● Task inputs:
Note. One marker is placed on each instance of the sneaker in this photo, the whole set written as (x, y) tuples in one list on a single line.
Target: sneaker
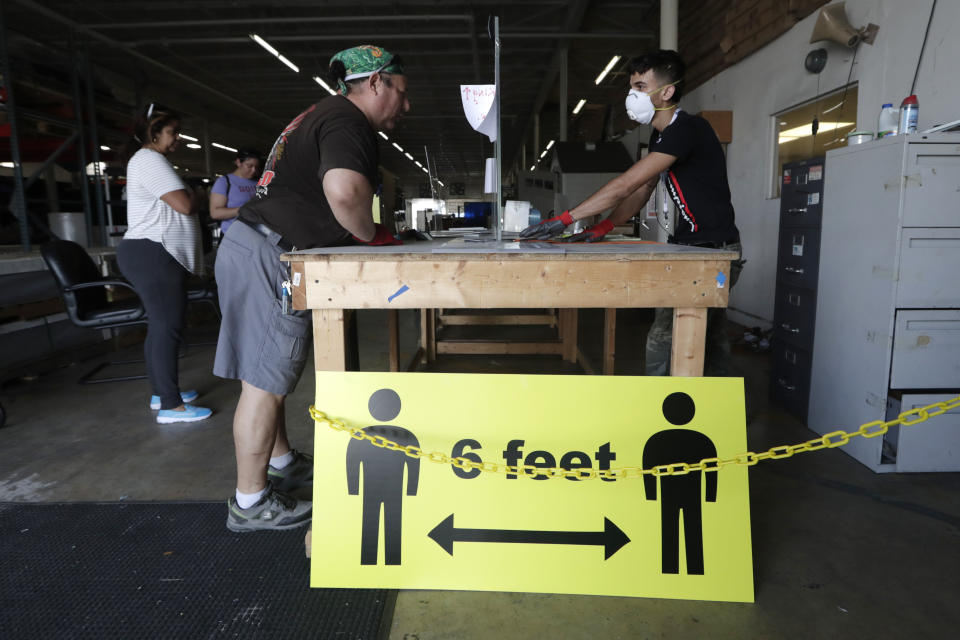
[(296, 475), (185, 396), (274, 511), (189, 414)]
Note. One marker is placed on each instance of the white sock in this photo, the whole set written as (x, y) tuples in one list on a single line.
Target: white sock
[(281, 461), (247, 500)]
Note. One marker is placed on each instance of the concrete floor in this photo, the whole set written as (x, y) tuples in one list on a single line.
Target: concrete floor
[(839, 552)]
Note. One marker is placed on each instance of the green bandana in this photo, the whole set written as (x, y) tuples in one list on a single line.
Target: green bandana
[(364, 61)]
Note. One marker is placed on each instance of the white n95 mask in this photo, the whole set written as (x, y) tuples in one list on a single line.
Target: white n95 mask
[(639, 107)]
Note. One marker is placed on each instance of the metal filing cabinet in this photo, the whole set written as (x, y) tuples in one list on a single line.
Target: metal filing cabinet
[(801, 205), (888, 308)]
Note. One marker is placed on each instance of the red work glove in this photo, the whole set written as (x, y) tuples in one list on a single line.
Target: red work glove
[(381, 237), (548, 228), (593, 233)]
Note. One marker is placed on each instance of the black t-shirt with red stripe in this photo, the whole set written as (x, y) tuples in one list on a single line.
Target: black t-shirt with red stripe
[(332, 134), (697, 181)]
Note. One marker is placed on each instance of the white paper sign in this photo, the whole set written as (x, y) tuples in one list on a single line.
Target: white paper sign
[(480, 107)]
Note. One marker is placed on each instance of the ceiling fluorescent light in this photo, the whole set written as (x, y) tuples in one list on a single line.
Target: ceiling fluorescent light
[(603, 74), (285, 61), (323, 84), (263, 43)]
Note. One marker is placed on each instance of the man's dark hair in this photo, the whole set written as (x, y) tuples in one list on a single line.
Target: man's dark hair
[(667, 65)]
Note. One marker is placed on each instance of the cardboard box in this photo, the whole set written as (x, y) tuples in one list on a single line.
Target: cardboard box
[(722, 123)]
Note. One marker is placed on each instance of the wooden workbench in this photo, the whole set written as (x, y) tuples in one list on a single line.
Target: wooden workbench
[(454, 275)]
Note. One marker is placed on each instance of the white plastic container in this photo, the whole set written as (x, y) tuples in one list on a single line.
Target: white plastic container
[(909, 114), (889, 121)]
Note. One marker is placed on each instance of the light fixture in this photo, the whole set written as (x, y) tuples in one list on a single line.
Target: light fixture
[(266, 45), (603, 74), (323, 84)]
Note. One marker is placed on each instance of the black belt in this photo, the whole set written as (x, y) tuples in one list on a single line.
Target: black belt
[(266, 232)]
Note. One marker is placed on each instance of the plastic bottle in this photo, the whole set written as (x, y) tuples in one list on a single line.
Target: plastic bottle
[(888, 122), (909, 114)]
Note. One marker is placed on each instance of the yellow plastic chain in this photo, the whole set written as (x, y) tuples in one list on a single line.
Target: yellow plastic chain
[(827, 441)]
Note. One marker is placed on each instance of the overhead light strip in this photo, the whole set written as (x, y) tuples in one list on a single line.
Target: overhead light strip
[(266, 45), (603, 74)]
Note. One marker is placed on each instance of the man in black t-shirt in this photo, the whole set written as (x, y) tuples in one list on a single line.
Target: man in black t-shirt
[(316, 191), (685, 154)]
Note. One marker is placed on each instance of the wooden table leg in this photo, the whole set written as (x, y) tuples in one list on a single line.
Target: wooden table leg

● What to do: Omit the pictures, and quote the material above exactly as given.

● Response area:
Note. One marker is placed on each instance of the sneaker in this photo, the whole set written as (x, y) tuples in one list on a single line.
Target: sneaker
[(296, 475), (185, 396), (274, 511), (189, 414)]
Note. One marker is placed on each instance of the white sock in this photo, the whole set written as (x, y) tuples in one list on a single line.
Target: white sock
[(281, 461), (247, 500)]
Note. One marker is placed on each instance of the concrete floor in this photo, the whole set written as (x, y) tuples in one list on a single line.
Target: concrete floor
[(839, 552)]
Note. One marker is placed on each instance of the green bandana in this photo, the whole set written as (x, y) tuples in one list on a single line.
Target: green bandana
[(364, 61)]
Note. One marker is placed on each instance of the white n95 mask in this photo, the whole set written as (x, y) tuples in one list on a single line.
Target: white n95 mask
[(639, 107)]
Note. One marker is placed on each instance of the metal filing cabinet in this photo, the whole set written as (x, y) tuples in one list on a single line.
Target: metal filing cabinet
[(801, 205), (888, 308)]
Note. One marker is placed on each instance of the red work glove in this photo, the whole set written as (x, y) tuples in one list on a single line.
Target: red work glove
[(381, 237), (548, 228), (593, 233)]
Note. One marker is placed on each instance of the black t-shirt with red stripe in this photo, the whole set written as (x, y) tuples in one list on a single line.
Target: black t-shirt with red stripe
[(332, 134), (697, 181)]
Note. One marker is placed on each instance of the white paper sign in this photo, the whole set written as (x, y) tuples in one list on a single line.
Target: white paper sign
[(480, 107)]
Note. One marker is placed on each instance of the ceiling fluorescent light in this photo, the whole set written as (x, y) tuples in one list on a single line.
Target: ceiling fluorescent light
[(603, 74), (285, 61), (323, 84), (263, 43)]
Note. One marker is placed on each instance of the man's dark hair in this photo, the whole set written as (x, y) tuples in one list on a single line.
Target: man's dark hair
[(667, 65)]
Note. One marker is placed on each instance of the cardboard box in this photo, the whole set written as (x, y) tuples in one list on a single line.
Target: cardboard box
[(722, 123)]
Note. One marker is placed on each instance of the wooden workbench in this photo, the whole set written as (x, y) tuples in one list on a single line.
Target: wooden workbench
[(454, 275)]
Note. One marker is placed on each instance of the white plastic container in this photo, the whole set written as (x, y) tuples in one list on a single line.
Target: white plastic container
[(909, 114), (889, 121)]
Note. One marker is placed on each instance of the light fixture in this photo, the whole set written as (x, y) tuples in one list on a single line.
Target: light fixture
[(266, 45), (603, 74), (323, 84)]
Note. One marker is placed on each instance of the black belt in this photo, the whole set written as (x, y) tuples in one list on a single line.
Target: black belt
[(266, 232)]
Note. One marker is placed on each instance of the plastic bottle in this photo, the whole set written as (x, y) tuples in one list on a single line.
Target: plastic bottle
[(888, 122), (909, 114)]
Note. One marker is placed on each instance of the yellow plastic chain in this photo, the whole set written as (x, y) tuples in one list on a single line.
Target: yellow plastic chain
[(827, 441)]
Note. One marker is placed on each instance of the overhead light strip in this photo, the whole set written as (x, y) tuples in one list on a single line.
Target: overhead light strip
[(266, 45), (603, 74)]
Note. One marker is placed on each instance of the man in black t-shirt in this photo, the whole set written as (x, y) tuples in one list on a single line.
Target: man in black t-shirt
[(316, 191), (685, 154)]
Note. One marker is placed on each instance of the wooden table leg in this photo, the whole set written as (x, y) tuples in one list on a single line.
Target: wooden table leg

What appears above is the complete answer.